▸ Challenge:
Render each line of the listing below as a Markdown table with the columns Row and Line, numbering the rows in order and omitting blank lines.

▸ Input data:

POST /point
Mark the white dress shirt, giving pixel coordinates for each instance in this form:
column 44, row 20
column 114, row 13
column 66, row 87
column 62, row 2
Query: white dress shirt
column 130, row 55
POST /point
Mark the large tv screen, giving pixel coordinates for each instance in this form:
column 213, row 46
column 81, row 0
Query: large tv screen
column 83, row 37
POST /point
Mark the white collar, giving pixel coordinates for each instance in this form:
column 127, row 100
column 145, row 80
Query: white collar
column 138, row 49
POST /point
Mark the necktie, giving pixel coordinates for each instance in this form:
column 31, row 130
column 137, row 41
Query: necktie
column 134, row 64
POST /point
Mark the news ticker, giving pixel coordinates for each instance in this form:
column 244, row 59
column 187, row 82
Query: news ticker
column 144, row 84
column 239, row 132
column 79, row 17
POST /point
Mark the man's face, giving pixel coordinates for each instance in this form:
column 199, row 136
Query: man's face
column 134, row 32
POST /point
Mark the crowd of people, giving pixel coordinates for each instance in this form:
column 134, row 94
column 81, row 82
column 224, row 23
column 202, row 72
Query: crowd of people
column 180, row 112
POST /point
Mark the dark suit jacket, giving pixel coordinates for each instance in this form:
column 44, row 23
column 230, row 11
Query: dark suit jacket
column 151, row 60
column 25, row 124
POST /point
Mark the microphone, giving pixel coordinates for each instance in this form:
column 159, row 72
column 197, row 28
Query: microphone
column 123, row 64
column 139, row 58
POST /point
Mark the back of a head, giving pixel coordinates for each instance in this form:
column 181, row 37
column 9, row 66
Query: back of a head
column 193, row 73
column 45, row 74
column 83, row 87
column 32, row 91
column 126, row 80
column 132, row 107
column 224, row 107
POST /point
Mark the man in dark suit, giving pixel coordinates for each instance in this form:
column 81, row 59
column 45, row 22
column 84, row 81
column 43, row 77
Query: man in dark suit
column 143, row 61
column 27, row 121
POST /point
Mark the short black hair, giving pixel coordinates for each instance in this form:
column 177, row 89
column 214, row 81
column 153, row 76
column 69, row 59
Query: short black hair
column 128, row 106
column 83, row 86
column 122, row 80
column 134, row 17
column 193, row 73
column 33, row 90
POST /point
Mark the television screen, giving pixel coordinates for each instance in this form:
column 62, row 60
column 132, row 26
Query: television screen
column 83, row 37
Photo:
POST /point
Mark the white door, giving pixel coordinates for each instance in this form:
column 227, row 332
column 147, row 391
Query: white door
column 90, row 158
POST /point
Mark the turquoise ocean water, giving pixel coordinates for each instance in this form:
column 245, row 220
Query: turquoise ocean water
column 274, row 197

▸ Final result:
| Row | Line |
|---|---|
| 1 | POST /point |
| 2 | Mark the white dress shirt, giving pixel coordinates for each instance in this form: |
| 3 | column 44, row 20 |
| 4 | column 114, row 13 |
| 5 | column 66, row 87 |
| 6 | column 62, row 2 |
| 7 | Query: white dress shirt |
| 8 | column 130, row 55 |
| 9 | POST /point |
| 10 | Mark the large tv screen, giving pixel coordinates for each instance in this form: |
| 11 | column 213, row 46 |
| 12 | column 81, row 0 |
| 13 | Query: large tv screen |
| 14 | column 83, row 37 |
| 15 | POST /point |
| 16 | Mark the white collar, giving pixel coordinates for each instance in this form: |
| 17 | column 127, row 100 |
| 18 | column 145, row 80 |
| 19 | Query: white collar |
| 20 | column 138, row 49 |
| 21 | POST /point |
| 22 | Mark the necktie, giving pixel coordinates for each instance in this form: |
| 23 | column 31, row 130 |
| 24 | column 137, row 41 |
| 25 | Query: necktie |
| 26 | column 134, row 64 |
| 27 | POST /point |
| 28 | Mark the news ticker, giving pixel coordinates for each instance in this form: |
| 29 | column 244, row 59 |
| 30 | column 187, row 82 |
| 31 | Query: news ticker |
| 32 | column 144, row 84 |
| 33 | column 239, row 132 |
| 34 | column 79, row 17 |
| 35 | POST /point |
| 36 | Mark the man's face, giving pixel coordinates for each instance in this form: |
| 37 | column 199, row 136 |
| 38 | Query: man's face |
| 39 | column 134, row 32 |
| 40 | POST /point |
| 41 | Mark the crowd of people, giving pixel coordinates for each instance in this form: |
| 42 | column 134, row 94 |
| 43 | column 81, row 82 |
| 44 | column 224, row 23 |
| 45 | column 202, row 72 |
| 46 | Query: crowd of people |
| 47 | column 180, row 112 |
| 48 | POST /point |
| 49 | Mark the dark suit jacket, giving pixel coordinates for each instance in this form: |
| 50 | column 44, row 23 |
| 51 | column 230, row 11 |
| 52 | Query: dark suit jacket |
| 53 | column 151, row 60 |
| 54 | column 25, row 124 |
| 55 | POST /point |
| 56 | Mark the microphone, giving pixel coordinates for each instance in this form: |
| 57 | column 159, row 72 |
| 58 | column 197, row 28 |
| 59 | Query: microphone |
| 60 | column 123, row 64 |
| 61 | column 139, row 58 |
| 62 | POST /point |
| 63 | Mark the back of a head, giving pixel coordinates for each instance in this form: |
| 64 | column 181, row 37 |
| 65 | column 9, row 66 |
| 66 | Query: back of a head |
| 67 | column 193, row 73 |
| 68 | column 45, row 74 |
| 69 | column 83, row 87 |
| 70 | column 32, row 91 |
| 71 | column 126, row 80 |
| 72 | column 132, row 107 |
| 73 | column 224, row 107 |
| 74 | POST /point |
| 75 | Mark the man in dark suit, giving pixel coordinates for each instance in this form: |
| 76 | column 81, row 59 |
| 77 | column 45, row 22 |
| 78 | column 84, row 81 |
| 79 | column 43, row 77 |
| 80 | Query: man in dark suit |
| 81 | column 143, row 61 |
| 82 | column 27, row 121 |
| 83 | POST /point |
| 84 | Mark the short black hair, giving pixel coordinates for each instance in this form: |
| 85 | column 177, row 89 |
| 86 | column 214, row 81 |
| 87 | column 153, row 76 |
| 88 | column 69, row 59 |
| 89 | Query: short black hair |
| 90 | column 128, row 106 |
| 91 | column 83, row 86 |
| 92 | column 122, row 80 |
| 93 | column 134, row 17 |
| 94 | column 193, row 73 |
| 95 | column 33, row 90 |
| 96 | POST /point |
| 97 | Mark the television screen, giving pixel coordinates for each instance in this form: |
| 98 | column 62, row 60 |
| 99 | column 132, row 26 |
| 100 | Query: television screen |
| 101 | column 83, row 37 |
| 102 | Photo: |
| 103 | POST /point |
| 104 | Mark the white door, giving pixel coordinates for each instance in this form: |
| 105 | column 227, row 332 |
| 106 | column 147, row 391 |
| 107 | Query: white door |
| 108 | column 90, row 158 |
| 109 | POST /point |
| 110 | Mark the turquoise ocean water, giving pixel coordinates for each instance in this form: |
| 111 | column 245, row 220 |
| 112 | Query: turquoise ocean water |
| 113 | column 274, row 197 |